(STORED DATA Opens)
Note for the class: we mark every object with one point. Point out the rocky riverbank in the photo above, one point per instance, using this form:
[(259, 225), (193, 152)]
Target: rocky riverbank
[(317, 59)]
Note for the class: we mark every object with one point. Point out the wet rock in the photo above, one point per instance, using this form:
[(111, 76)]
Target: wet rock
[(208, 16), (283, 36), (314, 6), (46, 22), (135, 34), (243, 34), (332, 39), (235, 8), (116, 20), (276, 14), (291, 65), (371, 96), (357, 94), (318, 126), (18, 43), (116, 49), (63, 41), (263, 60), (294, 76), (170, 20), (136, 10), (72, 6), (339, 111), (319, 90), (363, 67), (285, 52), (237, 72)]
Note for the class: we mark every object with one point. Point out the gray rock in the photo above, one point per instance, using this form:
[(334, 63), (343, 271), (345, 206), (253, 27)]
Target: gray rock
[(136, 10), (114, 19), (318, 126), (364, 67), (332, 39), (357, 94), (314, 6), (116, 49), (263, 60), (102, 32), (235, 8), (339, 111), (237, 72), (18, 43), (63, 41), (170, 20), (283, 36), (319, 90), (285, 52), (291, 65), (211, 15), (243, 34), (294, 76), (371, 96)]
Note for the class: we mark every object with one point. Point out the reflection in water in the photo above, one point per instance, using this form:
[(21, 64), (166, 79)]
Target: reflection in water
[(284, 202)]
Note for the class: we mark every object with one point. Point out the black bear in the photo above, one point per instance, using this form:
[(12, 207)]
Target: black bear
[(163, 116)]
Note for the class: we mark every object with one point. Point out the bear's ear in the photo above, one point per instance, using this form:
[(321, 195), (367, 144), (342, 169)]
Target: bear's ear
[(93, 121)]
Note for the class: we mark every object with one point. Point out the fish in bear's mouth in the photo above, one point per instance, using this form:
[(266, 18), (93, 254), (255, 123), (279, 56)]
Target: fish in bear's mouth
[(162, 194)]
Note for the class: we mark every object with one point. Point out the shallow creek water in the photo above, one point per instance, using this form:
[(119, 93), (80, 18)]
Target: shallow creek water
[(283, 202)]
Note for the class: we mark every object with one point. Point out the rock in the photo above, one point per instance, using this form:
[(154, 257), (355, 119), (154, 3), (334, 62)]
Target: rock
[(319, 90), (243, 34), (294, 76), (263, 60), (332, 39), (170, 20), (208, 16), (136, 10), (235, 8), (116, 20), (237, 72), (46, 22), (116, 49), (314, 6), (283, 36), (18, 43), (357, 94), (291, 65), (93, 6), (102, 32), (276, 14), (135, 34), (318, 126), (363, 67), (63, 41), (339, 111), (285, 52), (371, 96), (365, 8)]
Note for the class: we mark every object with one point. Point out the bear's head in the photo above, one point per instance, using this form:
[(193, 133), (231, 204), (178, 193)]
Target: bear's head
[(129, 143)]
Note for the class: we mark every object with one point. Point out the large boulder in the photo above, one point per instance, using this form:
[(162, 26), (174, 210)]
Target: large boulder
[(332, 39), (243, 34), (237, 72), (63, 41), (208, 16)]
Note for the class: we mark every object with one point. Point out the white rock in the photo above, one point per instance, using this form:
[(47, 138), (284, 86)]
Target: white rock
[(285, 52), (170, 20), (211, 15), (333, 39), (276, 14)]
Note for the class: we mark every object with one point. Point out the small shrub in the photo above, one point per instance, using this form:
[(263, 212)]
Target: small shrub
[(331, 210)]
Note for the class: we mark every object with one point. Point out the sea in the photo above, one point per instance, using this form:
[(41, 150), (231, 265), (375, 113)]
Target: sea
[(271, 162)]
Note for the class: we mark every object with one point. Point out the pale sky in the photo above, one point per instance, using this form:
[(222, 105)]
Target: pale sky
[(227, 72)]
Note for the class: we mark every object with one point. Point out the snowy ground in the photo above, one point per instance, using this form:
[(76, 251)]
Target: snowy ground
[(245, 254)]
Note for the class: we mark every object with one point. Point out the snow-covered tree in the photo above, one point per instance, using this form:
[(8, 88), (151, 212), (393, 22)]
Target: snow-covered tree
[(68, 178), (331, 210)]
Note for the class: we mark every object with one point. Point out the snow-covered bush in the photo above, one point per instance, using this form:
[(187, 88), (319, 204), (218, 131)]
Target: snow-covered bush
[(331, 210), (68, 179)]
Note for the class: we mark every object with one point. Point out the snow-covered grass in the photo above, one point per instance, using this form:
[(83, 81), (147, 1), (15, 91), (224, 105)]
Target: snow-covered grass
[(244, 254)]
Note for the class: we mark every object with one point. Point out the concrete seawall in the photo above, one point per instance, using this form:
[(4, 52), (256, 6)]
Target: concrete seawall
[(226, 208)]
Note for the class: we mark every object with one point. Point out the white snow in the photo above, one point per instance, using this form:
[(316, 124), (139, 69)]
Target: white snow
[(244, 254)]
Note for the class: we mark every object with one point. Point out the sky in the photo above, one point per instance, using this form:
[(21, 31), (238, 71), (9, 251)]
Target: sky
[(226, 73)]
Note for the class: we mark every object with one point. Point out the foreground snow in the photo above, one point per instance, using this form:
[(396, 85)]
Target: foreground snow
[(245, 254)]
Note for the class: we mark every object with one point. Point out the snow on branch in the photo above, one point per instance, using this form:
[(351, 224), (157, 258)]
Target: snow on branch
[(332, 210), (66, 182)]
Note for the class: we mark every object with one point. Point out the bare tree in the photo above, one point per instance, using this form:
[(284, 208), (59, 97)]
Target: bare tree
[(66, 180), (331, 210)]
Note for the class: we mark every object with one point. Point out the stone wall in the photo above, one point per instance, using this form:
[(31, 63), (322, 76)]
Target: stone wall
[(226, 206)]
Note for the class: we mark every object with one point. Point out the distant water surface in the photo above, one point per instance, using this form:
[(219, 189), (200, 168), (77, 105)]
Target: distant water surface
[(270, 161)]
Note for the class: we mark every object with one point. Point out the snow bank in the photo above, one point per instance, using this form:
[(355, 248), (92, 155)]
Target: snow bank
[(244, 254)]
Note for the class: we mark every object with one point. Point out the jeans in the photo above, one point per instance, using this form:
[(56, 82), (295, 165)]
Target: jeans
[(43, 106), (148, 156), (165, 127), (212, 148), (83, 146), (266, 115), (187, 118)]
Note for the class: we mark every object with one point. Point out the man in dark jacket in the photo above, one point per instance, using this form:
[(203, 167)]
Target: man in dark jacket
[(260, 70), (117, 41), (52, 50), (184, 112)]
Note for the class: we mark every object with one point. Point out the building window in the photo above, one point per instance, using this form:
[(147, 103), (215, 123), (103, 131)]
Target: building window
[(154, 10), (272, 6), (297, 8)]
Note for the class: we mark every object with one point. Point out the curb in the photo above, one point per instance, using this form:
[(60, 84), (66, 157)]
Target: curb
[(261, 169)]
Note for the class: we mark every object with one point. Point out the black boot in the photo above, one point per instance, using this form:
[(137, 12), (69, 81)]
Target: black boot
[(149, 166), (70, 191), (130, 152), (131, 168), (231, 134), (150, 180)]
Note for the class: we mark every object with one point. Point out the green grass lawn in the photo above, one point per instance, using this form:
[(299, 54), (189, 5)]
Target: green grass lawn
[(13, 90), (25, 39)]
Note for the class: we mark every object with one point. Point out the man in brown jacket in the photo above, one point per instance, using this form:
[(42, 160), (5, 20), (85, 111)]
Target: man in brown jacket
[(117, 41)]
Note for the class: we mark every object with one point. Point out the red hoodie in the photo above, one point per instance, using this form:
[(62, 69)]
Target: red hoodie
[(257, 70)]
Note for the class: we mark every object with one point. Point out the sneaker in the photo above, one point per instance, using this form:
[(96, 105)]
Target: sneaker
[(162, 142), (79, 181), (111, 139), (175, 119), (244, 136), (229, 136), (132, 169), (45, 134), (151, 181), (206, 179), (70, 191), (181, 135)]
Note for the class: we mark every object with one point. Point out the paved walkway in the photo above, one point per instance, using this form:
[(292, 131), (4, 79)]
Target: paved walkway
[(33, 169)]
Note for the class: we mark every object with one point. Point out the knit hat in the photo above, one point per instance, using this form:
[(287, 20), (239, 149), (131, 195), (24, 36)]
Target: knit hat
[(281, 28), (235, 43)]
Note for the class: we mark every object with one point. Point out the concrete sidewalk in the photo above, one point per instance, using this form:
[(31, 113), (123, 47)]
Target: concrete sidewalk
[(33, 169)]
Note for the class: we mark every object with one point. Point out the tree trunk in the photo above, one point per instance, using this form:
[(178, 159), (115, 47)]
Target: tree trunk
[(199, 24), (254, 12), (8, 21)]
(STORED DATA Closes)
DIRECTIONS FOR THIS TASK:
Reproduce, exactly and without additions, the run of lines from the start of the listing above to the line bearing "[(111, 76)]", inclusive.

RESPONSE:
Note for the class: we mark every object with one point. Point out the rocky riverbank in the photo above, one point per instance, using this form:
[(259, 225), (193, 152)]
Target: rocky riverbank
[(317, 59)]
Note for the class: we mark every object with one point. Point out the wet rock in the photo above, one point per instance, using this form:
[(111, 76)]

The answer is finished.